Exercise requirements:
Each record should appear again in the response exactly as it does in the original.

Supplied data:
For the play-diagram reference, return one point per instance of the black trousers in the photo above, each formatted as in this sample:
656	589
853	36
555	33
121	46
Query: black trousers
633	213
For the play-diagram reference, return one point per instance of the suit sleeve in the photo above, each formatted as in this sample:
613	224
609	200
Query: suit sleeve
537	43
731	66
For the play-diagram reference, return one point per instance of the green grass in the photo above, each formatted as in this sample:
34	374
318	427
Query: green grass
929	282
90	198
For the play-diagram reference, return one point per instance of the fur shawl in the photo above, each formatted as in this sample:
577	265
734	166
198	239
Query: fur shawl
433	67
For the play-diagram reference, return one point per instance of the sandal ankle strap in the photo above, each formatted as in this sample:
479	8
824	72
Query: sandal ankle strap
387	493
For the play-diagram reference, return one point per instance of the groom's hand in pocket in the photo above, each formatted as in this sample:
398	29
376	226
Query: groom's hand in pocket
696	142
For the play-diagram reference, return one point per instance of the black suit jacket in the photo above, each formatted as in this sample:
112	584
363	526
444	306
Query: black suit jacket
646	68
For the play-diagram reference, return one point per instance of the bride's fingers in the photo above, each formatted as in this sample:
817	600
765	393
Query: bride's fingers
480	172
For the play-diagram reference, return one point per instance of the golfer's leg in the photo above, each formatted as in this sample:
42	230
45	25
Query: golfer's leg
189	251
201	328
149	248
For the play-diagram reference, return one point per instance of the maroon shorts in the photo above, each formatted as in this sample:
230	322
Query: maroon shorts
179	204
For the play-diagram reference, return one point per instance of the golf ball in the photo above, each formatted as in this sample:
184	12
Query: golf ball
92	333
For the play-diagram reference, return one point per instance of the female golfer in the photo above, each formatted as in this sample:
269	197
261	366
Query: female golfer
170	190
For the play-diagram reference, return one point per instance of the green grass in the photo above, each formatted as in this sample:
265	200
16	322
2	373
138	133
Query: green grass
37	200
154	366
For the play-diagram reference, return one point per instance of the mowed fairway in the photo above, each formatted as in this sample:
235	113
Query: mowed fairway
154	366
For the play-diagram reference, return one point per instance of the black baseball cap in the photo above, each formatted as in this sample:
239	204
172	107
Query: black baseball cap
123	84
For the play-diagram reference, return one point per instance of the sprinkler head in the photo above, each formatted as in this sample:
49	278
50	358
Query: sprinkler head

Output:
For the play-diagram reference, return one point per instance of the black trousers in the photo above, each formatted as in this sample:
656	589
853	36
555	33
121	46
Query: black trousers
633	213
For the play-diagram reference, return one point per instance of the suit sleeve in the photo above, each formatted as in this sample:
613	224
609	200
Query: suit sleeve
537	43
731	66
For the play-diagram reference, return one point per instance of the green grass in the photo above, each formatted as in this sample:
34	374
318	427
Query: green grass
929	282
90	198
For the play-diagram reference, return one point per instance of the fur shawl in the photo above, each formatted as in this sample:
577	265
734	166
198	239
Query: fur shawl
433	67
For the play-diagram reference, return one point per instance of the sandal ankle strap in the photo above, each formatted as in this sample:
479	8
824	72
Query: sandal ankle strap
387	493
For the play-diagram reference, return one point per instance of the groom's hand in pocket in the photo above, each formatted as in this sample:
398	29
376	226
Query: groom's hand in pocket
696	142
For the play-diagram reference, return one point per instance of the black suit jacket in the photo above, each formatted as in this sample:
112	584
363	526
444	306
Query: black suit jacket
646	68
For the play-diagram reference, return one point per instance of the bride's fingers in the photo above, each formatted as in this sample:
817	600
765	393
Query: bride's fingers
480	172
For the play-diagram reference, return one point per instance of the golfer's leg in the photo above, each formatted as in this sample:
42	230
45	25
Query: golfer's leg
189	251
201	328
149	248
For the play-diagram reference, return one point per instance of the maroon shorts in the photo above, each formatted as in this sample:
230	322
Query: maroon shorts
179	204
For the play-diagram reference, return one point per instance of the golf ball in the photo above, each formatted as in this sample:
184	12
Query: golf ball
92	333
For the play-diagram reference, return one point per instance of the female golfer in the photo above, each formatted as in this sample:
269	197
261	366
Query: female golfer
170	190
For the play-diagram reference, return one point per instance of the green grass in the photo above, each formatted as in this sample:
265	200
16	322
2	373
138	133
Query: green grass
37	200
154	366
For the play-diagram reference, return one point per instance of the mowed fairway in the photo above, each formatted as in this sample:
235	113
Query: mowed fairway
154	366
For the play-diagram reference, return one point per instance of the black baseball cap in the photo above, each formatted as in this sample:
239	204
172	107
Query: black baseball cap
123	84
For the play-diagram reference, return one point per instance of the sprinkler head in the photo above, each formatted as in this sample:
49	278
50	358
Query: sprinkler head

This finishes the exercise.